Aim of the exercise »
Would you print each of the entries below precisely as given?
(Input data begins)
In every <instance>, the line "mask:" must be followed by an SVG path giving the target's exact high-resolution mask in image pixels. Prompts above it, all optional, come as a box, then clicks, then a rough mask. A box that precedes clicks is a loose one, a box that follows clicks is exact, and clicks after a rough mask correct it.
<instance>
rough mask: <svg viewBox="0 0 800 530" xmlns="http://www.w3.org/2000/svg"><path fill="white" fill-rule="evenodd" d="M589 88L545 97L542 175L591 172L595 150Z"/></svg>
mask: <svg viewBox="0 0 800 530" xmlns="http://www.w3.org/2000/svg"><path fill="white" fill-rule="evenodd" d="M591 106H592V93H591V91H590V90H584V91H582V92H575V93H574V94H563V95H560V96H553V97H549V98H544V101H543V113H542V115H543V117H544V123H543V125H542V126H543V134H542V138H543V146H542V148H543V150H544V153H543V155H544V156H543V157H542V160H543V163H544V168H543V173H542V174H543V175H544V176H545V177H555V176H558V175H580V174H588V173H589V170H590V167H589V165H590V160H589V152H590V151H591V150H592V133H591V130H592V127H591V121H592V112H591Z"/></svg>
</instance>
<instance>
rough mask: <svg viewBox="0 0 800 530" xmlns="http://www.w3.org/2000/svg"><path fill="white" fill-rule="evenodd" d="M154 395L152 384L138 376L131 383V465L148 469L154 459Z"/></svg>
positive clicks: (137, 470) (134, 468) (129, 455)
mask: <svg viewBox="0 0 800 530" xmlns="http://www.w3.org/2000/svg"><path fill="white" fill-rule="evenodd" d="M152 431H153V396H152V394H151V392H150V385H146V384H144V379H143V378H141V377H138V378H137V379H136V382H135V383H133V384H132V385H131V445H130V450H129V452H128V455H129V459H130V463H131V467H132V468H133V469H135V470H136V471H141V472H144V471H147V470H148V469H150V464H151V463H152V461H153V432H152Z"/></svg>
(Input data ends)
Completed task »
In every <instance>, the line "mask:" must be followed by an SVG path giving the target's exact high-resolution mask in image pixels. Prompts above it, all optional, come as a box, then clicks, then a rough mask. A box that precedes clicks is a loose one, a box that follows clicks is exact, and clicks after a rough mask correct it.
<instance>
rough mask: <svg viewBox="0 0 800 530" xmlns="http://www.w3.org/2000/svg"><path fill="white" fill-rule="evenodd" d="M589 88L545 97L542 175L591 172L595 150Z"/></svg>
mask: <svg viewBox="0 0 800 530" xmlns="http://www.w3.org/2000/svg"><path fill="white" fill-rule="evenodd" d="M591 106H592V93H591V91H590V90H584V91H582V92H575V93H574V94H563V95H560V96H553V97H549V98H544V101H543V113H542V115H543V117H544V123H543V125H542V126H543V134H542V138H543V146H542V148H543V150H544V153H543V155H544V156H543V157H542V160H543V163H544V168H543V173H542V174H543V175H544V176H545V177H555V176H558V175H580V174H588V173H589V170H590V167H589V165H590V160H589V152H590V151H591V150H592V133H591V130H592V127H591V121H592V112H591Z"/></svg>
</instance>
<instance>
rough mask: <svg viewBox="0 0 800 530" xmlns="http://www.w3.org/2000/svg"><path fill="white" fill-rule="evenodd" d="M154 395L152 384L138 376L131 383V465L148 469L154 459Z"/></svg>
positive clicks: (137, 470) (134, 468) (129, 455)
mask: <svg viewBox="0 0 800 530" xmlns="http://www.w3.org/2000/svg"><path fill="white" fill-rule="evenodd" d="M152 431H153V396H152V394H151V392H150V385H146V384H144V379H143V378H141V377H138V378H137V379H136V382H135V383H133V384H132V385H131V445H130V450H129V452H128V455H129V459H130V463H131V467H132V468H133V469H135V470H136V471H141V472H144V471H147V470H148V469H150V464H151V463H152V461H153V432H152Z"/></svg>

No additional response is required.